**GIVEN RECORDS**

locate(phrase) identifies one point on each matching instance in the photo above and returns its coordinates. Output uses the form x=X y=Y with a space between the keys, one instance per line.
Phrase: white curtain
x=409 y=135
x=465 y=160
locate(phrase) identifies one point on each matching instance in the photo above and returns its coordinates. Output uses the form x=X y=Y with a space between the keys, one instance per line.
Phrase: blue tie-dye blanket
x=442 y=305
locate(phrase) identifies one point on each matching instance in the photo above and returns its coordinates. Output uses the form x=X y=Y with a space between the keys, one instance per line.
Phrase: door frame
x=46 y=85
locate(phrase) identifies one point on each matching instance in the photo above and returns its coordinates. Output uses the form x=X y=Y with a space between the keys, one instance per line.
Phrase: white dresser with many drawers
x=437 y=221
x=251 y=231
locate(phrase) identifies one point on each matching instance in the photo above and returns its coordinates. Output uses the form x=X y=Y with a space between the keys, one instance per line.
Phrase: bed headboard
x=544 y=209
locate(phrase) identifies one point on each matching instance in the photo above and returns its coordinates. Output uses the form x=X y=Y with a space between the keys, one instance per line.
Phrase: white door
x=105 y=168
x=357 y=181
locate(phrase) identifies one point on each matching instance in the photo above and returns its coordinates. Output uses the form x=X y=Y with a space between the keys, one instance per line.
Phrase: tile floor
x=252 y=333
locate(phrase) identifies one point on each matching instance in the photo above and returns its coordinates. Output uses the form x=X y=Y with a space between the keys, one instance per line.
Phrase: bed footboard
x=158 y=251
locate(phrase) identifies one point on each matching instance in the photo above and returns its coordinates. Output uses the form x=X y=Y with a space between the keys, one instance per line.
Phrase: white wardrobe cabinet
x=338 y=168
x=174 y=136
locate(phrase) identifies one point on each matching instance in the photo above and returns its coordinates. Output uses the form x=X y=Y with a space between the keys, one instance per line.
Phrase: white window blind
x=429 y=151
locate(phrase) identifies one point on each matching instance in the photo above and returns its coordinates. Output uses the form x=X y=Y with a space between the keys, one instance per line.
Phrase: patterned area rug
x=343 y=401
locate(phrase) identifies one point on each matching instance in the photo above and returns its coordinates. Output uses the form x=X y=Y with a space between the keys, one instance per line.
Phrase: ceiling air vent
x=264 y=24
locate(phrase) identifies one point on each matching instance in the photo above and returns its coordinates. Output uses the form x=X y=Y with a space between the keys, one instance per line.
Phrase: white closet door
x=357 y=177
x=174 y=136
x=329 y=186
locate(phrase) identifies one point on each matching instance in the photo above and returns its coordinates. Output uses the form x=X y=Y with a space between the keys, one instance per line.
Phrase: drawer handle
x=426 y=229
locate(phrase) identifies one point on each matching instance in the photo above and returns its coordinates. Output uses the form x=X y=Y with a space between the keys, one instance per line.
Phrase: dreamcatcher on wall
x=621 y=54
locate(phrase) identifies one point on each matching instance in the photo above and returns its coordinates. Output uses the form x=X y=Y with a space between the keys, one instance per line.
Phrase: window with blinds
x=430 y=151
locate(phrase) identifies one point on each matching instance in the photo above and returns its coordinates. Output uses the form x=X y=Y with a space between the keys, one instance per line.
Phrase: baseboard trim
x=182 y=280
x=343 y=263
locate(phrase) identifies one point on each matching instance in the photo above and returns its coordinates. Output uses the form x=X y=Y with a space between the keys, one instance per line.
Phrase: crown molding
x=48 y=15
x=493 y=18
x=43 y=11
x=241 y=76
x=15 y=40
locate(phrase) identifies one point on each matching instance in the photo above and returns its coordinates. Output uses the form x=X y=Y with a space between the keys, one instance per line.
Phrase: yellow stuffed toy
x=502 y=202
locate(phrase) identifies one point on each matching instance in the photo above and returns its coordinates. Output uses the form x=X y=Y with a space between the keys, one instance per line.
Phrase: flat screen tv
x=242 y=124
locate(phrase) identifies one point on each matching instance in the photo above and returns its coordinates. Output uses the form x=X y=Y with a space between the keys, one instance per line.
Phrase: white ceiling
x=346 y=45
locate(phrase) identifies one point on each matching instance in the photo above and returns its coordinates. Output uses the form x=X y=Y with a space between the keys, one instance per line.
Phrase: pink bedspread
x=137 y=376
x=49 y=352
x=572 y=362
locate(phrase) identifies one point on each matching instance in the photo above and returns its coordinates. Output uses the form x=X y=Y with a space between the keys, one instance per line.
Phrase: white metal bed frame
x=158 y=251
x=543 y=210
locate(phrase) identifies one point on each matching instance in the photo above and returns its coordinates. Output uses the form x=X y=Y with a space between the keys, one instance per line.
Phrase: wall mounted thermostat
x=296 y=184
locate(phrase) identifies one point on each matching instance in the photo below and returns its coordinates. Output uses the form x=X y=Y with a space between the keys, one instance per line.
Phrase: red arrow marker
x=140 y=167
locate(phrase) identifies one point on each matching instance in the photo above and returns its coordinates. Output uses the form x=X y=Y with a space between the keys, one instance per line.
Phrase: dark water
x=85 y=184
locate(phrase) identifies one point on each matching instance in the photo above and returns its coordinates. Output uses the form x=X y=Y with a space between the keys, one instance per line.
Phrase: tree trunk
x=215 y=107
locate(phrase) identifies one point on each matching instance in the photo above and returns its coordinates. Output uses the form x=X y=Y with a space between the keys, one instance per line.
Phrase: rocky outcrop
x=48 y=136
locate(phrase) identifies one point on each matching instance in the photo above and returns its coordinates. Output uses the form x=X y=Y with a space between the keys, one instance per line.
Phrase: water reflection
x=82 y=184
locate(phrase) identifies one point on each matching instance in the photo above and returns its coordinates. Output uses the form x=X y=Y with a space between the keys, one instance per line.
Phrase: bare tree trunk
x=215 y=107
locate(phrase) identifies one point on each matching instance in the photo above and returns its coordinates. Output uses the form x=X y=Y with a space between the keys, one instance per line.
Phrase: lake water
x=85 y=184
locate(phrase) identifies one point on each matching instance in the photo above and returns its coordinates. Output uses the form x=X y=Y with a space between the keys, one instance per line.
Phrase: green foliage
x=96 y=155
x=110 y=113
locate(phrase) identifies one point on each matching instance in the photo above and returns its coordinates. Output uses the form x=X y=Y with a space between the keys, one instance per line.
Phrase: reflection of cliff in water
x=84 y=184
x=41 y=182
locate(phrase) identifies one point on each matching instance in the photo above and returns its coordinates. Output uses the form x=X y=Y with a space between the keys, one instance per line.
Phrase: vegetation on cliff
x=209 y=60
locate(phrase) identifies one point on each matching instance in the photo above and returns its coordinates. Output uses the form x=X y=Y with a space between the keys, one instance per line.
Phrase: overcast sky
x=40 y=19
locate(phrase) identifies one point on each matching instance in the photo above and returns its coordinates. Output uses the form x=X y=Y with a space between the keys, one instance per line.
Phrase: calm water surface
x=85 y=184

**GOAL OF THE EXERCISE**
The records above must each be restated exactly as they stand.

**COMPLETED TASK**
locate(phrase) identifies one point on each matching instance in the photo above and returns its coordinates. Output uses the form x=X y=Y with a space between the keys, one instance per line.
Phrase: white curtain
x=409 y=135
x=465 y=160
locate(phrase) identifies one point on each matching instance in the photo above and returns its coordinates. Output uses the form x=X y=Y with a space between the keys, one instance per line.
Phrase: blue tie-dye blanket
x=442 y=305
locate(phrase) identifies one point on each matching instance in the photo above and returns its coordinates. Output uses the form x=X y=Y with a space between the keys, one instance per line.
Phrase: door frame
x=46 y=85
locate(phrase) identifies one point on each matching instance in the photo above and returns its coordinates. Output uses the form x=X y=Y with a space between the keys, one instance per line.
Phrase: white dresser with many drawers
x=437 y=221
x=251 y=231
locate(phrase) identifies one point on each matching instance in the photo above and returns its coordinates. Output uses the form x=X y=Y with a space between the keys, one instance per line.
Phrase: bed headboard
x=544 y=209
locate(phrase) identifies one point on each matching instance in the photo above and returns its coordinates. Output uses the form x=X y=Y with a space between the keys, one instance per line.
Phrase: white door
x=105 y=168
x=357 y=181
locate(phrase) identifies one point on each matching instance in the photo above and returns its coordinates. Output uses the form x=X y=Y with a space between the keys, one instance per line.
Phrase: tile floor
x=252 y=333
locate(phrase) identifies one point on each matching instance in the photo above and returns its coordinates. Output uses the form x=X y=Y with a space between the keys, one instance per line.
Phrase: bed footboard
x=158 y=251
locate(phrase) identifies one point on each matching instance in the photo above and returns its coordinates. Output uses the form x=X y=Y with a space between the keys, one instance per line.
Phrase: white wardrobe cabinet
x=338 y=168
x=174 y=136
locate(phrase) identifies one point on each matching instance in the photo above and returns its coordinates. Output uses the form x=X y=Y with a space between the keys, one instance per line.
Phrase: white window blind
x=429 y=151
locate(phrase) identifies one point on each matching instance in the photo above and returns its coordinates. Output uses the form x=X y=Y with a space between the keys, one instance per line.
Phrase: patterned area rug
x=343 y=401
locate(phrase) identifies one point on each matching instance in the photo above and returns its coordinates. Output uses the form x=X y=Y with a space between the keys, one instance per line.
Phrase: ceiling air vent
x=264 y=24
locate(phrase) identifies one point on each matching instance in the photo above and returns its coordinates. Output uses the form x=X y=Y with a space between the keys, one instance per line.
Phrase: white closet door
x=357 y=177
x=174 y=136
x=329 y=186
locate(phrase) identifies one point on each matching instance in the photo above and returns its coordinates. Output uses the form x=X y=Y with a space between the keys, one instance per line.
Phrase: drawer handle
x=426 y=229
locate(phrase) identifies one point on each matching instance in the photo above and returns its coordinates. Output uses the form x=X y=Y with a space between the keys, one instance per line.
Phrase: dreamcatcher on wall
x=621 y=54
locate(phrase) identifies one point on each matching instance in the photo above and returns its coordinates. Output uses the form x=X y=Y with a space between the keys, one instance per line.
Phrase: window with blinds
x=430 y=151
locate(phrase) identifies one point on each matching instance in the photo above and returns its coordinates. Output uses the form x=X y=Y with a space between the keys, one instance per line.
Phrase: baseboard trim
x=182 y=280
x=343 y=263
locate(phrase) identifies one point on each matching instance in the photo above and returns its coordinates. Output uses the form x=X y=Y with a space between the keys, one instance per line.
Phrase: crown molding
x=48 y=15
x=493 y=18
x=43 y=11
x=241 y=76
x=15 y=40
locate(phrase) identifies one point on each matching instance in the photo above and returns its coordinates. Output uses the form x=X y=Y with a space between the keys, one instance per line.
Phrase: yellow stuffed toy
x=502 y=202
locate(phrase) identifies one point on each matching instance in the photo above and returns its coordinates. Output uses the form x=X y=Y with a space between the keys, one instance per line.
Phrase: flat screen tv
x=242 y=124
locate(phrase) identifies one point on each matching instance in the photo above and returns its coordinates. Output uses the form x=X y=Y with a space between the keys, one instance per line.
Phrase: white ceiling
x=346 y=45
locate(phrase) identifies one point on each matching instance in the photo above and returns its coordinates. Output uses the form x=X y=Y with a space between the keys, one instance per line.
Phrase: pink bedspread
x=137 y=376
x=49 y=352
x=572 y=362
locate(phrase) identifies one point on each matching instance in the photo above and returns its coordinates. Output uses the form x=X y=Y with a space between the keys, one instance per line.
Phrase: white metal bed frame
x=158 y=251
x=543 y=210
locate(phrase) identifies one point on each matching instance in the photo above and returns its coordinates. Output uses the form x=X y=Y with a space between the keys, one instance per line.
Phrase: wall mounted thermostat
x=296 y=184
locate(phrase) identifies one point on each matching instance in the photo below and returns its coordinates. Output uses the form x=X y=Y with a space between the keys, one instance per line.
Phrase: red arrow marker
x=140 y=167
locate(phrase) identifies one point on each matching instance in the photo above and returns its coordinates. Output uses the form x=X y=Y with a space between the keys, one instance per line.
Phrase: dark water
x=85 y=184
locate(phrase) identifies one point on each matching instance in the photo above and returns its coordinates. Output uses the form x=X y=Y with a space between the keys, one instance per line.
Phrase: tree trunk
x=215 y=107
locate(phrase) identifies one point on each matching instance in the photo above and returns its coordinates. Output uses the form x=X y=Y with a space between the keys, one instance per line.
Phrase: rocky outcrop
x=48 y=136
locate(phrase) identifies one point on each matching instance in the photo above and returns its coordinates. Output uses the form x=X y=Y with a space between the keys, one instance per line.
Phrase: water reflection
x=82 y=184
locate(phrase) identifies one point on each matching instance in the photo above and returns its coordinates. Output uses the form x=X y=Y with a space between the keys, one instance per line.
Phrase: bare tree trunk
x=215 y=107
locate(phrase) identifies one point on each matching instance in the photo above and returns its coordinates. Output uses the form x=X y=Y with a space between the keys, one instance per line.
Phrase: lake water
x=85 y=184
locate(phrase) identifies one point on each matching instance in the photo above and returns its coordinates. Output uses the form x=X y=Y with a space between the keys, one instance per line.
Phrase: green foliage
x=96 y=155
x=110 y=113
locate(phrase) identifies one point on each matching instance in the photo above and returns its coordinates. Output uses the form x=X y=Y with a space between the keys, one instance per line.
Phrase: reflection of cliff in water
x=84 y=184
x=41 y=182
locate(phrase) identifies one point on each matching instance in the photo above and returns its coordinates. Output uses the form x=X y=Y with a space between the keys, one instance per line.
Phrase: vegetation on cliff
x=209 y=60
locate(phrase) identifies one point on each matching instance in the photo above and returns its coordinates. Output uses the form x=X y=Y with a space between the keys, one instance per line.
Phrase: overcast sky
x=40 y=19
locate(phrase) identifies one point on each matching instance in the photo above and returns its coordinates. Output uses the form x=X y=Y with a space between the keys, one instance per line.
Phrase: calm water surface
x=85 y=184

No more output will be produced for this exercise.